● What is asked
Reproduce the material in full, unchanged.

-------- Record set

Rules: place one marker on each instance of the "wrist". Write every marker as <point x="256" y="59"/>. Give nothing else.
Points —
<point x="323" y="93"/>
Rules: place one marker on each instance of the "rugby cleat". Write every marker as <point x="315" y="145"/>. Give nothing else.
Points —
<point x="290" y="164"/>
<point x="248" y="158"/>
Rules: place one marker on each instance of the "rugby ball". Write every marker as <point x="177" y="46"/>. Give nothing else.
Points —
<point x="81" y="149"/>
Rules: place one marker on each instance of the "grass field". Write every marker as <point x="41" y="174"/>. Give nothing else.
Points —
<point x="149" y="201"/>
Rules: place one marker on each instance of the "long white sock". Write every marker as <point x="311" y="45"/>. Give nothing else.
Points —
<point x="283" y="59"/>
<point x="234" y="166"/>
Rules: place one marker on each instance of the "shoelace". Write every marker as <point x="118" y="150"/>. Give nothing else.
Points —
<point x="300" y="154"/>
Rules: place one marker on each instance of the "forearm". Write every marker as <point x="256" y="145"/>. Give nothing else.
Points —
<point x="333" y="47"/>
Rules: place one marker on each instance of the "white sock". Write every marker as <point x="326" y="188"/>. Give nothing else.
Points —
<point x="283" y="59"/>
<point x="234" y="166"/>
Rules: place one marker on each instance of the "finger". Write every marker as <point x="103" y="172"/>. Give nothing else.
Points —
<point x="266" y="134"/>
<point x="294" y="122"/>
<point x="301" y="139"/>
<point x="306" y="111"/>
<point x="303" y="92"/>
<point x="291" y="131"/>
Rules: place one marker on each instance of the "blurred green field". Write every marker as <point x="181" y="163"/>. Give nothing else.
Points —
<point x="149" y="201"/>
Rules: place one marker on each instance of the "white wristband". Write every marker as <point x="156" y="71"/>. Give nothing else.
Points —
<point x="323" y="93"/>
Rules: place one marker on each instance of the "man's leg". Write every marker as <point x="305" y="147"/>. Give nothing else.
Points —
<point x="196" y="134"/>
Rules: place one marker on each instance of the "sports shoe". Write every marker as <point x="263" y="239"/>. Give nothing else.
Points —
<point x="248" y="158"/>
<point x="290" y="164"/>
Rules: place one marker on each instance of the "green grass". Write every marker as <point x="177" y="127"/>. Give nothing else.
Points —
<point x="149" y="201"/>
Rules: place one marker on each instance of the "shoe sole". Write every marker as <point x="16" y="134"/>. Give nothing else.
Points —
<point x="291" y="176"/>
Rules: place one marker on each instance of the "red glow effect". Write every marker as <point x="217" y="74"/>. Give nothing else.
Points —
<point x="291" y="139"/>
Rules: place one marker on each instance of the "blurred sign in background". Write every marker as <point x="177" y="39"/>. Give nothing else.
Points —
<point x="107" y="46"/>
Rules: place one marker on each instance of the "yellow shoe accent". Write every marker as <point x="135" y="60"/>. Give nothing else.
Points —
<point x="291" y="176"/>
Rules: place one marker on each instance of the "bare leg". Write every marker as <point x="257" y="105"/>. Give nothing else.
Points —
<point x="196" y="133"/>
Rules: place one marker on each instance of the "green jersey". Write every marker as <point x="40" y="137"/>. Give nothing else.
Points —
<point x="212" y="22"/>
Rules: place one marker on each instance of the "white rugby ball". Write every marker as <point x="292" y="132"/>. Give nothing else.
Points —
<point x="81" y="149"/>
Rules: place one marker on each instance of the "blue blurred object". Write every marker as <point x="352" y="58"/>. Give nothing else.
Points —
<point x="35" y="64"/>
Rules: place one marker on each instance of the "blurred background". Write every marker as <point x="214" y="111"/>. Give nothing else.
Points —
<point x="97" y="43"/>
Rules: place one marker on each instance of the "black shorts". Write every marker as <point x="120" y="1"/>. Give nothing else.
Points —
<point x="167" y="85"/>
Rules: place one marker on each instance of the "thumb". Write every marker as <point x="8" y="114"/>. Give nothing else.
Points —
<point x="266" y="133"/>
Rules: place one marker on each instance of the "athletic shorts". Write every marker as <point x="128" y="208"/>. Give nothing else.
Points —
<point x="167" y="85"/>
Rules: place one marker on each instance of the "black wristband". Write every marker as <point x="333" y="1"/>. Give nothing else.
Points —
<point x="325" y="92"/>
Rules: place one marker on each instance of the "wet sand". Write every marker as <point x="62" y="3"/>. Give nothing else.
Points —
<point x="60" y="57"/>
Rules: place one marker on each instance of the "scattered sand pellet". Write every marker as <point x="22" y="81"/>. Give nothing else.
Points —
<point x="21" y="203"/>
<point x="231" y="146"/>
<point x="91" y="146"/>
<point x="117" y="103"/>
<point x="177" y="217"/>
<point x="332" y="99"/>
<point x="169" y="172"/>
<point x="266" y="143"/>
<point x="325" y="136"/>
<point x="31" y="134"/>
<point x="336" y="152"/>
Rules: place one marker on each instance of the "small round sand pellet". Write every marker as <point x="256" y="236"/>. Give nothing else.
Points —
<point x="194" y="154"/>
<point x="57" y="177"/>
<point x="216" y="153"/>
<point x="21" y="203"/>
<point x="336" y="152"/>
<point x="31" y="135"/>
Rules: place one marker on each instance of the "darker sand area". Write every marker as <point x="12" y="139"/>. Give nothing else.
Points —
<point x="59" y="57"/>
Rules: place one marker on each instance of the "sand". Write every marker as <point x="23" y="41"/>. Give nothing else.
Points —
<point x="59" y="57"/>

----------------

● Exercise response
Rules: place one marker on each instance of the "wrist". Write every marker as <point x="256" y="59"/>. Give nothing else.
Points —
<point x="323" y="93"/>
Rules: place one marker on each instance of the "rugby cleat". Write every marker as <point x="315" y="145"/>. Give nothing else.
Points —
<point x="290" y="164"/>
<point x="248" y="158"/>
Rules: place one marker on each instance of the "rugby ball". Write every marker as <point x="177" y="46"/>. Give nothing else.
Points —
<point x="81" y="149"/>
Rules: place one marker on each instance of the "grass field". Write every marker as <point x="41" y="174"/>. Give nothing else.
Points —
<point x="149" y="201"/>
Rules: place one marker on each instance of the "long white sock". Write every marker as <point x="311" y="45"/>. Give nothing else.
Points —
<point x="283" y="59"/>
<point x="234" y="166"/>
Rules: place one marker on each instance of the "shoelace". Write every marker as <point x="118" y="150"/>. Give nothing else.
Points —
<point x="300" y="154"/>
Rules: place one marker on each instance of the "forearm". Write every marker as <point x="256" y="145"/>. Give nothing else.
Points —
<point x="333" y="47"/>
Rules: place one marker on each instance of the "white sock". Write every marker as <point x="326" y="188"/>. Give nothing else.
Points —
<point x="283" y="59"/>
<point x="234" y="166"/>
Rules: place one marker on each instance of the "finger". Write every marker as <point x="103" y="172"/>. Give nothing else.
Points —
<point x="266" y="134"/>
<point x="294" y="122"/>
<point x="301" y="139"/>
<point x="306" y="111"/>
<point x="303" y="92"/>
<point x="291" y="131"/>
Rules: place one marker on each instance of the "blurred green field". Write every marker as <point x="181" y="163"/>. Give nothing else.
Points —
<point x="149" y="201"/>
Rules: place one marker on each instance of the "white wristband". Write every marker as <point x="156" y="71"/>. Give nothing else.
Points —
<point x="323" y="93"/>
Rules: place one marker on each instance of the "man's leg". Write every marker as <point x="305" y="147"/>. Give nothing else.
Points —
<point x="196" y="134"/>
Rules: place one marker on each instance of the "sports shoe". Write every marker as <point x="263" y="239"/>. Give nothing else.
Points —
<point x="248" y="158"/>
<point x="290" y="164"/>
Rules: place one marker on each instance of the "green grass". Write every marker as <point x="177" y="127"/>. Give nothing else.
Points —
<point x="149" y="201"/>
Rules: place one marker on each instance of the "shoe sole". Write every marker as <point x="16" y="134"/>. Give nothing else.
Points —
<point x="291" y="176"/>
Rules: place one marker on each instance of the "red glow effect". Write every marker as <point x="217" y="74"/>. Give nothing else.
Points —
<point x="291" y="139"/>
Rules: place one marker on each instance of the "blurred sign in background". Write every marker as <point x="177" y="39"/>. Give nothing else.
Points —
<point x="107" y="46"/>
Rules: place one marker on each instance of the "yellow shoe accent". Write every marker as <point x="135" y="60"/>. Give nothing else.
Points —
<point x="291" y="176"/>
Rules: place one marker on each instance of the "bare leg". Write every marker as <point x="257" y="105"/>. Give nothing else.
Points —
<point x="196" y="133"/>
Rules: place one marker on each instance of the "green jersey". Write every marker as <point x="40" y="137"/>. Give nothing else.
Points —
<point x="212" y="22"/>
Rules: place one marker on each instance of the "white rugby ball". Write every marker as <point x="292" y="132"/>. Give nothing else.
Points —
<point x="81" y="149"/>
Rules: place one marker on each instance of the "blue blurred object". Write every marker as <point x="352" y="58"/>. Give nothing else.
Points —
<point x="35" y="64"/>
Rules: place one marker on each instance of the "blurred background". Write every marker as <point x="214" y="111"/>. Give nothing else.
Points —
<point x="97" y="43"/>
Rules: place one marker on each instance of the "black shorts". Write every marker as <point x="120" y="1"/>. Give nothing else.
Points —
<point x="167" y="85"/>
Rules: place one marker on each instance of the "thumb". Write every marker as <point x="8" y="114"/>. Give nothing else.
Points —
<point x="266" y="133"/>
Rules: place one marker on each instance of the "athletic shorts". Write every marker as <point x="128" y="208"/>. Give nothing else.
Points —
<point x="167" y="85"/>
Rules: place one marker on each instance of the "black wristband". Write every marker as <point x="333" y="1"/>. Give nothing else.
Points —
<point x="325" y="92"/>
Rules: place one marker on each instance of the "wet sand". Write every marker as <point x="62" y="3"/>. Give nothing else.
Points —
<point x="60" y="57"/>
Rules: place one marker on each instance of the "scattered sand pellet". Write every marker as <point x="22" y="81"/>. Give nothing else.
Points —
<point x="21" y="203"/>
<point x="231" y="146"/>
<point x="91" y="146"/>
<point x="117" y="103"/>
<point x="177" y="217"/>
<point x="332" y="99"/>
<point x="169" y="172"/>
<point x="266" y="143"/>
<point x="325" y="136"/>
<point x="31" y="134"/>
<point x="336" y="152"/>
Rules: place one marker on each instance of the "small round sand pellet". Write every marker as <point x="256" y="236"/>. Give nothing else.
Points —
<point x="194" y="154"/>
<point x="57" y="177"/>
<point x="216" y="153"/>
<point x="21" y="203"/>
<point x="336" y="152"/>
<point x="31" y="135"/>
Rules: place one marker on each instance of the "darker sand area". Write every marker as <point x="12" y="139"/>. Give nothing else.
Points —
<point x="59" y="57"/>
Rules: place one marker on each instance of the "sand". Write every marker as <point x="23" y="41"/>. Give nothing else.
Points —
<point x="59" y="57"/>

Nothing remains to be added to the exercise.